Passage shown:
As mentioned previously, there are multiple methods that can be used to identify the plurality of extractable entities. With reference to FIG. 16, the computing system identifies the plurality of extractable entities within the specific document in accordance to the document outline and the hierarchical structure. In more detail, the computing system then navigates through the document outline with the hierarchical structure for each entity based on pre-defined configuration to search for the section with the highest likelihood of finding any entity information in the associated section contents such as paragraphs, data tables, etc. It is possible that computing system may choose to scan the entire document (regardless of the hierarchical structure) for an entity based on the configuration. The text from the identified sections (or the sections across entire document as the case may be) then have four possible options in which occurs. The first, the text from the identified sections is inputted into a natural language model-based token classifier that predicts which token(s) are most relevant for an entity. Secondly, the text can possibly be encoded in a dense vector leveraging natural language model and determine similarity with pre-defined text in entity configuration to choose most suitable option available in the pre-defined list of options for an entity. Thirdly, the text may leverage a proprietary natural language model-based search algorithm to identify data items in a table for an entity as per the configuration. Or lastly, the text from the identified sections feed the question(s), as specified in the pre-defined configuration for an entity, and text(s) as context to a NLP-based question answering model to determine the most appropriate answer to the question in the given context.
In a local embodiment of the present invention and if a PC device of a user includes a sufficient GPU and with reference to FIGS. 2 and 17, the following subprocess is executed. The computing system includes at least one PC device. The PC device may be any type of computing device that includes a sufficient GPU such as, but not limited to, a desktop computer, a notebook computer, or a mobile tablet. The PC device prompts to view the specific document and the categorized entity list before Step J. In more detail, the user is provided the option to view the specific document and the categorized entity list. The PC device outputs the specific document and the categorized entity list if the specific document and the categorized entity list is selected to be viewed by the PC device.
In a remote application embodiment of the present invention and with reference to FIGS. 3 and 18, the following subprocess is executed. The computing system includes at least one remote server and a PC device. The remote server is a cloud server used to process and manage information provided by the user. The PC device may be any type of computing device such as, but not limited to, a desktop computer, a notebook computer, a smartphone, or a mobile tablet. The specific document is relayed from the PC device to the remote server after Step B. In more detail, the plurality of documents is stored on the PC device and the user can choose to upload one of the plurality of documents onto the remote server. The remote server executes Steps G through Step I. In more detail, the remote server process the specific document in order to output the categorized entity list due to the remote server including a sufficient GPU rather than the PC device in this embodiment. The PC device prompts to view the specific document and the categorized entity list before Step J. In more detail, the user is provided the option to view the specific document and the categorized entity list. The PC device outputs the specific document and the categorized entity list if the specific document and the categorized entity list is selected to be viewed by the PC device.

Task requirements: Continue the description of the document entity-extraction system, starting after its last sentence.

Dataset:
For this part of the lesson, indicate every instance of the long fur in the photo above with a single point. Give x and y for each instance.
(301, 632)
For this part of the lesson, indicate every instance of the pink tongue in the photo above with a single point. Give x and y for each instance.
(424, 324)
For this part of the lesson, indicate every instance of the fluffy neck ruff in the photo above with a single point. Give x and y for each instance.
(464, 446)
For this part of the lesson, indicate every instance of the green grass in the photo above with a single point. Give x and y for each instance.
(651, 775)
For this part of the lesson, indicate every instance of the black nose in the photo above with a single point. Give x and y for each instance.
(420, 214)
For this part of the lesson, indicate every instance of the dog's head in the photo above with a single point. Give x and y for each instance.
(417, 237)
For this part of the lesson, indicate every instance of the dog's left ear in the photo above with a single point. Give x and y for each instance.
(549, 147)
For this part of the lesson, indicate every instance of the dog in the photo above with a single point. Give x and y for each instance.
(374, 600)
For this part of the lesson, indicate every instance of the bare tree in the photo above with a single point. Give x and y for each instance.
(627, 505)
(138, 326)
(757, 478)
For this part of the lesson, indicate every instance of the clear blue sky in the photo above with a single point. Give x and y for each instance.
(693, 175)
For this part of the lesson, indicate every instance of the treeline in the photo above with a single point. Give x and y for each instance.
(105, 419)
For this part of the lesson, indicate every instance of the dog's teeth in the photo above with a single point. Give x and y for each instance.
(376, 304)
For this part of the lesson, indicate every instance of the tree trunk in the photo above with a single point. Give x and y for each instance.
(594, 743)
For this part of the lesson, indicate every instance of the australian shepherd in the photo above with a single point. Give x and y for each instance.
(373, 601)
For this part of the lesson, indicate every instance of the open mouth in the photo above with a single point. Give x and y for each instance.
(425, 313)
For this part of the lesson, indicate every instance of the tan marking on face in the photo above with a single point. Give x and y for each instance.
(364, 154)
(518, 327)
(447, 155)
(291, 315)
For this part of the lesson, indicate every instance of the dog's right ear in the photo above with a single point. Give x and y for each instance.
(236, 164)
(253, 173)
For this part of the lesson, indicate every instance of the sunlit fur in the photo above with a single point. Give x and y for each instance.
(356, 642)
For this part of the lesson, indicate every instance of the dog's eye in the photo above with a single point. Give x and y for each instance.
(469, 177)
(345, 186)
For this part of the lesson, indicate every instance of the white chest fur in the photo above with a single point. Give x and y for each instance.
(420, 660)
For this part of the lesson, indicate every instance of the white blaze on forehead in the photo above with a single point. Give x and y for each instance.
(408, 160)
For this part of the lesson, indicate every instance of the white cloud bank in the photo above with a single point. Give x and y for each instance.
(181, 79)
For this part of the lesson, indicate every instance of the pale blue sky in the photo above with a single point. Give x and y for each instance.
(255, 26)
--
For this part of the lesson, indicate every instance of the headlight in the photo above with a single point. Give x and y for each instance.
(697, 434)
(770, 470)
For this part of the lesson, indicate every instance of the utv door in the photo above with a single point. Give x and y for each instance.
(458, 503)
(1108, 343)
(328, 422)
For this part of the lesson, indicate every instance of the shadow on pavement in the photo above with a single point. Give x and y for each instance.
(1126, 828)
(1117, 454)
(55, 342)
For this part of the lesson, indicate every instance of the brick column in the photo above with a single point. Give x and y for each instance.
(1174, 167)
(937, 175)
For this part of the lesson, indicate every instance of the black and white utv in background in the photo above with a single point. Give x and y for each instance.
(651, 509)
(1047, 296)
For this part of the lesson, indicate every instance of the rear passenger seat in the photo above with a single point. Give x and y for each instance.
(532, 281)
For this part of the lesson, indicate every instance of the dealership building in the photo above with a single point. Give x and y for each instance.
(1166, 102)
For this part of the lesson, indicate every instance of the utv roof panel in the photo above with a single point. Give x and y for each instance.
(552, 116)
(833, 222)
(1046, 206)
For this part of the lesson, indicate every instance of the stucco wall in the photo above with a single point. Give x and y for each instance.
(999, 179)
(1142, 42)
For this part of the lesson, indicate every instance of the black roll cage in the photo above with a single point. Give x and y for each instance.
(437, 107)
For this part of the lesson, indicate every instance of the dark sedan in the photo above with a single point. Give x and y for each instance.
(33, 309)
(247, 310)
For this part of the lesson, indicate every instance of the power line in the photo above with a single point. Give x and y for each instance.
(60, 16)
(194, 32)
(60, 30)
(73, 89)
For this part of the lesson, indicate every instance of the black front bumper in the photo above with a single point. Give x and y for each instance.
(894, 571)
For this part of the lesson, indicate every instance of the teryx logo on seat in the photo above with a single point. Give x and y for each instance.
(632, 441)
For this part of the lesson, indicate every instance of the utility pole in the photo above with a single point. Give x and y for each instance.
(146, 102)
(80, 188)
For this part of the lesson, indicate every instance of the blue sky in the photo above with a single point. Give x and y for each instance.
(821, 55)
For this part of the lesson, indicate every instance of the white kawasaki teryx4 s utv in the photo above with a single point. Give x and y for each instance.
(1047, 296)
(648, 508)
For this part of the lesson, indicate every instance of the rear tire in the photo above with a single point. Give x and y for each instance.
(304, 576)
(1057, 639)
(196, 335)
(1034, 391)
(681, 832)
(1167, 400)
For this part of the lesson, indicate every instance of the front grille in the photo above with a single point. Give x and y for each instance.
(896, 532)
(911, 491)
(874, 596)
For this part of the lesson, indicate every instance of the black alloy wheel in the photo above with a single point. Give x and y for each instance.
...
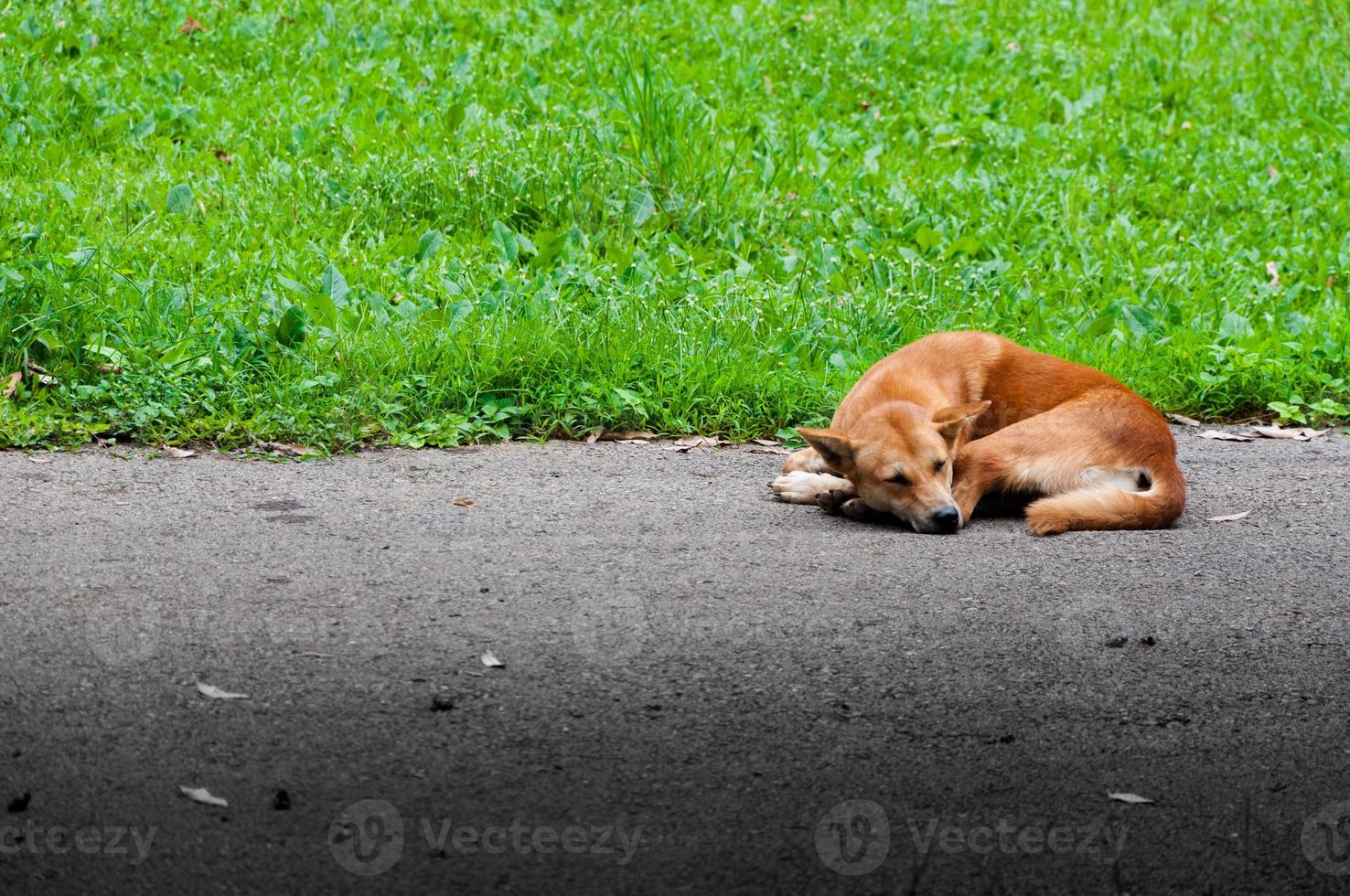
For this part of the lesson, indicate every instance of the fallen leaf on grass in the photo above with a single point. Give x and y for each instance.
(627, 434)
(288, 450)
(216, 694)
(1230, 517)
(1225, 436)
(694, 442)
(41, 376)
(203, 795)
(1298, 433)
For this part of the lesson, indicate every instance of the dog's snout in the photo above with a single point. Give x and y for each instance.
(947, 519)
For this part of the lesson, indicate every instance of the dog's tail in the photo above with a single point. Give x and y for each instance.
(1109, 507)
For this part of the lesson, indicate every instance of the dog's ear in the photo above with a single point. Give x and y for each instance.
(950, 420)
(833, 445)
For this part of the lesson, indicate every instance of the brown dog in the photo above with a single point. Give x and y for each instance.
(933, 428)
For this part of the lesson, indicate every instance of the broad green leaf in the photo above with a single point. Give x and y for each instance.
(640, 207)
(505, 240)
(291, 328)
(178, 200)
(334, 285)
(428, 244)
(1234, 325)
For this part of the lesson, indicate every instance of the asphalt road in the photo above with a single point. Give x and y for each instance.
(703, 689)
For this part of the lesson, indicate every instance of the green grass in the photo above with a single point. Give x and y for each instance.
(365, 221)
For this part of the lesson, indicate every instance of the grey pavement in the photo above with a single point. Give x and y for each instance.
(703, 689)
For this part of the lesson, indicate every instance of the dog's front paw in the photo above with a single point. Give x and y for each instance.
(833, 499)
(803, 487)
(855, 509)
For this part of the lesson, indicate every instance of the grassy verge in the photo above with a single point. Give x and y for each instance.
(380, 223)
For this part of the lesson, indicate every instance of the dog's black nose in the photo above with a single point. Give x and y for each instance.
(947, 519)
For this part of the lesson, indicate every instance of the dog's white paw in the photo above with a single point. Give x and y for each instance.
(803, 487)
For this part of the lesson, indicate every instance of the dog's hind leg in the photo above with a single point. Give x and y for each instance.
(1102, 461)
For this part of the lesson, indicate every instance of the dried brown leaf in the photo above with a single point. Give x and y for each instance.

Answer to this problem:
It is important to know that the learning model has been pre-trained using unsupervised techniques, such as embeddings, global vectors (GloVe), transformer-based architectures like BERT, etc., on a corpus. The corpus could be domain specific or general language such as Wikipedia articles, news articles, etc. for the English language.
Natural language models are language specific and can be trained for any language with necessary pre-processing adhering to the model specifications. Once a language model is trained, it can be used for a variety of tasks with fine-tuning. Fine-tuning is a supervised training activity, where specific labels are provided along with the input to fine-tune the model for a specific task such as classification, question & answering, translation, etc.
The present invention is used (in other words, presented to the user) through a graphical user interface (GUI) that provides the user with the functionality to easily navigate a document using the assembled document outline. The document outline has clickable reference links to various sections in a document that make it easier for the user to quickly navigate to the section of interest in the document and mark/label/review/correct heading predictions from the computing system.
The GUI also provides the categorized entity list to the user for review and confirmation. Each of the extractable entities listed is clickable, and the user can navigate to the location in a document simply by clicking on the extractable entity on the sidebar presenting the document outline. If necessary, any correction can be easily applied by clicking on the entity to unmark the desired entity then making a new selection.
All extracted entity information along with configuration and the outline headings can be saved by clicking the save button. If necessary, the saved data can be retrieved by the computing system that can be reviewed, amended, and saved again by the user. The present invention is industry/domain agnostic and can be adapted to any relevant use case. Once the learning models is trained for the domain, either through one-time upfront training or incremental training as documents are labeled for various entities, the present invention will be equally applicable across industries.
The table search feature of the present invention can be used for transferring data from one table format to another table format. An example will be “financial spreading” where balance sheet and income statement data for a business entity is ported into internal spreadsheet structure for credit analysis. Another example is to simply convert a data table presented in a document to an excel sheet.
The present invention can also be used to selectively port sections of document from one document to another document. For example, the need for changing a document template, the text needs to be ported selectively from the old template into a new template for relevant similar sections in the new template.
Furthermore, the present invention can also be used for simple reverse engineering of documents from PDF and images format for editing in a word processor like a word document. Thus, avoiding the need of manually typing the content from non-editable formats into an editable format. For example, converting a non-editable PDF file into an editable Microsoft Word document.
The present invention is designed to run on specialized hardware like graphic processing units (GPUs), tensor processing units (TPUs), and accelerators, such as P100, V100, etc., to accelerate mathematical computations for better performance. The underlying encoding models (like BERT, Roberta, XLNET, etc.) are based on latest
Transformer technology that are inherently computationally intensive and require specialized equipment for efficient model training and inference steps.
The present invention effectively imparts cognitive abilities to a piece of computing hardware that can perform functions like humans to navigate through the document and locate relevant document sections to extract information (i.e. entities, specific text as answer to a question, etc.).
Although the invention has been explained in relation to its preferred embodiment, it is to be understood that many other possible modifications and variations can be made without departing from the spirit and scope of the invention as hereinafter claimed.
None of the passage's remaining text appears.